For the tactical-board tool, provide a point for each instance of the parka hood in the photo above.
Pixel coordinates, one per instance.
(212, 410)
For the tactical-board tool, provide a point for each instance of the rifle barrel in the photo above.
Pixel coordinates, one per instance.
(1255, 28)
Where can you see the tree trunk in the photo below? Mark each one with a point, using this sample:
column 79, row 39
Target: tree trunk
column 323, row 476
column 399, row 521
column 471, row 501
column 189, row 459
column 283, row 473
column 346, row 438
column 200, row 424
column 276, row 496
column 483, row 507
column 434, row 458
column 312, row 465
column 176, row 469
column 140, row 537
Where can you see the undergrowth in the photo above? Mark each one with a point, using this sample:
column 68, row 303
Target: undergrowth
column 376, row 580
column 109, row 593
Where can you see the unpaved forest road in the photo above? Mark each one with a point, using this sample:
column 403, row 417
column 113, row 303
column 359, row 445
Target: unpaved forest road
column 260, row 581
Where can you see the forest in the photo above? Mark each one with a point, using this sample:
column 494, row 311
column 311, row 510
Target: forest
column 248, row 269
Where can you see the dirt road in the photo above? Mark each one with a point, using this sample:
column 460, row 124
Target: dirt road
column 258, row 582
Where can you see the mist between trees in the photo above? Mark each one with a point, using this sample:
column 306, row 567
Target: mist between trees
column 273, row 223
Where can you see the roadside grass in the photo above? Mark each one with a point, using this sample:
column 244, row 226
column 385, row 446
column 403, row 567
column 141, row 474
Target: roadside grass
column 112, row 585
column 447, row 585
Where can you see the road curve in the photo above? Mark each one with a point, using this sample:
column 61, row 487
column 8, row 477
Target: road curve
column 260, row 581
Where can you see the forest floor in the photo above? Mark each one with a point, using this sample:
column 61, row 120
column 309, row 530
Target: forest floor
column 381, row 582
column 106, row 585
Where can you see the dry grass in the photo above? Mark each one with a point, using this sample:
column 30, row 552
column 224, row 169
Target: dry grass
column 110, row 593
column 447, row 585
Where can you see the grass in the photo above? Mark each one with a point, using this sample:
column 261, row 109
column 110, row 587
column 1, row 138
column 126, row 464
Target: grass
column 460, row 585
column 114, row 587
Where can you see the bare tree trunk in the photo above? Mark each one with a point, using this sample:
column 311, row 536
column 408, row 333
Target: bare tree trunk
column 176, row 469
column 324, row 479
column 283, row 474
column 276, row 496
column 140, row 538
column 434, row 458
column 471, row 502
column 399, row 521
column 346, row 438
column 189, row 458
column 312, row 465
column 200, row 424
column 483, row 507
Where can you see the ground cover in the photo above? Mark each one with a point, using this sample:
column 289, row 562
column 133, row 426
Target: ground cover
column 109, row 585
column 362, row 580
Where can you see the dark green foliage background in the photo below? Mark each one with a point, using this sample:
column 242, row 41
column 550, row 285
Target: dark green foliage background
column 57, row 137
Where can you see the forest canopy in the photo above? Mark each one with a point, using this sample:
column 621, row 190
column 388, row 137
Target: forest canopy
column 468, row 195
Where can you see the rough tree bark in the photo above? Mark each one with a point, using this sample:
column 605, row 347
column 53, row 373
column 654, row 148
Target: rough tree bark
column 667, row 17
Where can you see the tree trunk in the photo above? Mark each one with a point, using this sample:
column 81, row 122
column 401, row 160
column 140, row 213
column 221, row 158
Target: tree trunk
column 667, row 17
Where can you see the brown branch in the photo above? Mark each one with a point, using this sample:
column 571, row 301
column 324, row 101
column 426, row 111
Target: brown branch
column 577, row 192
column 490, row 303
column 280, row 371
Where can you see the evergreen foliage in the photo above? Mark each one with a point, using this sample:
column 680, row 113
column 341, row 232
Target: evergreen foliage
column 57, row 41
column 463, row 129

■ **EN QUÉ CONSISTE**: Presente como una lista JSON de cadenas, una por cada línea y omitiendo las líneas en blanco, las líneas de los datos que van desde la que contiene "Where can you see the tree trunk in the photo below?" hasta la que contiene "column 273, row 223", ambas incluidas.

■ **RESPUESTA AL PROBLEMA**:
[
  "Where can you see the tree trunk in the photo below? Mark each one with a point, using this sample:",
  "column 79, row 39",
  "Target: tree trunk",
  "column 323, row 476",
  "column 399, row 521",
  "column 471, row 501",
  "column 189, row 459",
  "column 283, row 473",
  "column 346, row 438",
  "column 200, row 424",
  "column 276, row 496",
  "column 483, row 507",
  "column 434, row 458",
  "column 312, row 465",
  "column 176, row 469",
  "column 140, row 537",
  "Where can you see the undergrowth in the photo above? Mark each one with a point, using this sample:",
  "column 68, row 303",
  "Target: undergrowth",
  "column 376, row 580",
  "column 109, row 593",
  "Where can you see the unpaved forest road in the photo above? Mark each one with a point, using this sample:",
  "column 403, row 417",
  "column 113, row 303",
  "column 359, row 445",
  "Target: unpaved forest road",
  "column 260, row 581",
  "Where can you see the forest in the photo above? Mark each one with a point, using this sample:",
  "column 494, row 311",
  "column 311, row 510",
  "Target: forest",
  "column 248, row 269",
  "Where can you see the dirt road in the photo above? Mark each one with a point, using this sample:",
  "column 460, row 124",
  "Target: dirt road",
  "column 258, row 582",
  "Where can you see the mist between trees in the photo above? Mark each one with a point, using this sample:",
  "column 306, row 567",
  "Target: mist between trees",
  "column 273, row 223"
]